TEXTAUSSCHNITT >>
● ● ● ●

Der Weg war unbefestigt, steil und zum Teil ganz schön rutschig. Ich fluchte so vor mich hin, war dann aber doch sehr froh, die Qualen auf mich genommen zu haben, als wir oben waren. Der Ausblick war fantastisch. Die Burg Șoimoș war fantastisch. Ich wundere mich noch jetzt, wer wohl daran immer mal Ausbesserungen gemacht hatte, wann und wie sie zuletzt genutzt wurde und warum sich Ziegel und Beton neben ansonsten aus Bruchstein bestehenden Mauerresten finden. Laut der Internetseite ist die Burg seit 1788 verlassen und in den 1970er Jahren wurden die letzten Reparaturarbeiten gemacht, um die Ruine zu erhalten.

● ● ● ●

EXTRAHIERTE EINTRÄGE >>
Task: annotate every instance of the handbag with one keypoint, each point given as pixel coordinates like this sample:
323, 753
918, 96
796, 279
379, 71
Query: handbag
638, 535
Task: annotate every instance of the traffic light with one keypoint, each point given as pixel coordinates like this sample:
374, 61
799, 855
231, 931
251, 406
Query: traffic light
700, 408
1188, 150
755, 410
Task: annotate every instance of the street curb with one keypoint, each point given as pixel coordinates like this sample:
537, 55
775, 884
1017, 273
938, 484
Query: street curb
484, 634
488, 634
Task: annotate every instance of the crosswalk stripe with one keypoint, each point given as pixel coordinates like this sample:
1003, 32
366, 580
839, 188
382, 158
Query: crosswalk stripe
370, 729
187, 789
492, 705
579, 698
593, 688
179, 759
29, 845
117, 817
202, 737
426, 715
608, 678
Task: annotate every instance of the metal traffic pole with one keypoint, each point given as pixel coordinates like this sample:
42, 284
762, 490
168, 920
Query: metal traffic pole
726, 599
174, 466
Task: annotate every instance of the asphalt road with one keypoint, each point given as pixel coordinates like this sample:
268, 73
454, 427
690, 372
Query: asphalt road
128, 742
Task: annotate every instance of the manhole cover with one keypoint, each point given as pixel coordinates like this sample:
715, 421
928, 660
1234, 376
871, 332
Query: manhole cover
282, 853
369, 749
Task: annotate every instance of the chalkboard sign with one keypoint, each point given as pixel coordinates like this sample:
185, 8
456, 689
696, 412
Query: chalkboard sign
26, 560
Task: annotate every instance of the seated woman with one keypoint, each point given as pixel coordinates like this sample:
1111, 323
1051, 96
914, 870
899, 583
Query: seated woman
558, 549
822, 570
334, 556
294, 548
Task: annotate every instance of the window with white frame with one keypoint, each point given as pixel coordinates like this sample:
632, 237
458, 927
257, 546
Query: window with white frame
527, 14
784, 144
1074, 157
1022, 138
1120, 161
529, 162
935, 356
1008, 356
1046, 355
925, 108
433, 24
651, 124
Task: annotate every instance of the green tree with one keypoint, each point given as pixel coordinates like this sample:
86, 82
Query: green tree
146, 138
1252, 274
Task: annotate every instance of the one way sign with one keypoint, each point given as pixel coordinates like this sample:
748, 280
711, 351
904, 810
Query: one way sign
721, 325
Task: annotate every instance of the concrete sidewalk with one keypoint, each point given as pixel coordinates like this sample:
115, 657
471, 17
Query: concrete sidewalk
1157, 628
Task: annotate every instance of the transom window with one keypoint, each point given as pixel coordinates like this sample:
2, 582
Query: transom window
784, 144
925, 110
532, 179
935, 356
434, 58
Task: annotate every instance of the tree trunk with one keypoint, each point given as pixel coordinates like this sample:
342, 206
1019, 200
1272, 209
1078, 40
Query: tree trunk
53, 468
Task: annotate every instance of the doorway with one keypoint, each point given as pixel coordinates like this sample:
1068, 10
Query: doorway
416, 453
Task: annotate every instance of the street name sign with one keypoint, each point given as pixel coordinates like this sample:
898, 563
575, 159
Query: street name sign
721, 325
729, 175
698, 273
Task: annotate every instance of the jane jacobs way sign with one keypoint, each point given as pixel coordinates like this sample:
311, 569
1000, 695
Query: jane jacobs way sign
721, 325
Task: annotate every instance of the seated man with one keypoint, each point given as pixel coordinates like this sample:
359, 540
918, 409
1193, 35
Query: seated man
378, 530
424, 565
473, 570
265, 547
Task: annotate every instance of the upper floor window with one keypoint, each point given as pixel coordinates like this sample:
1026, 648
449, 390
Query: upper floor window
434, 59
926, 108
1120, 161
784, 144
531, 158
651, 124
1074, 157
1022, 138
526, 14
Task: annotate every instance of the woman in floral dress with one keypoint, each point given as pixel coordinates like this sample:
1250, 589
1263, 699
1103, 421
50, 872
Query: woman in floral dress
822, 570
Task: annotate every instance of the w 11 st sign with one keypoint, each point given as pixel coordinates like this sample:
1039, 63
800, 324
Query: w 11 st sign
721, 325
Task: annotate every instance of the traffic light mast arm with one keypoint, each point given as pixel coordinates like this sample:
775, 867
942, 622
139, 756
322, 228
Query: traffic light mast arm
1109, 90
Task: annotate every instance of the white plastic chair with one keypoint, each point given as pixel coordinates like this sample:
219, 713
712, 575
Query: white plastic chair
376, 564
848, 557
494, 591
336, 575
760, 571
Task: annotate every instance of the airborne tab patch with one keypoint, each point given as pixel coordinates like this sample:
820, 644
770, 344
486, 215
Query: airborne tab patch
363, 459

● ● ● ●

AUFGABENSTELLUNG >>
1 - Prüfe anhand des Textausschnitts über die Burg Șoimoș, ob jede Aussage zutrifft: (a) Laut der Internetseite ist die Burg seit 1788 verlassen. (b) Der Weg zur Burg war befestigt. (c) Die letzten Reparaturarbeiten wurden in den 1980er Jahren gemacht. Antworte jeweils mit Ja oder Nein und zitiere die entscheidenden Worte.
2 - Welche Baumaterialien nennt der Textausschnitt über die Burg Șoimoș? Zähle alle auf.
3 - Gib den Textausschnitt über die Burg Șoimoș von „Der Weg war“ bis einschließlich „Ruine zu erhalten.“ wieder und tausche dabei „Ruine“ gegen „Anlage“.
Die Einträge spielen für die Aufgaben keine Rolle.

LÖSUNGEN >>
1 -
(a) Ja: „Laut der Internetseite ist die Burg seit 1788 verlassen“
(b) Nein: „Der Weg war unbefestigt“
(c) Nein: „in den 1970er Jahren wurden die letzten Reparaturarbeiten gemacht“

2 - Ziegel, Beton, Bruchstein

3 -
Der Weg war unbefestigt, steil und zum Teil ganz schön rutschig. Ich fluchte so vor mich hin, war dann aber doch sehr froh, die Qualen auf mich genommen zu haben, als wir oben waren. Der Ausblick war fantastisch. Die Burg Șoimoș war fantastisch. Ich wundere mich noch jetzt, wer wohl daran immer mal Ausbesserungen gemacht hatte, wann und wie sie zuletzt genutzt wurde und warum sich Ziegel und Beton neben ansonsten aus Bruchstein bestehenden Mauerresten finden. Laut der Internetseite ist die Burg seit 1788 verlassen und in den 1970er Jahren wurden die letzten Reparaturarbeiten gemacht, um die Anlage zu erhalten.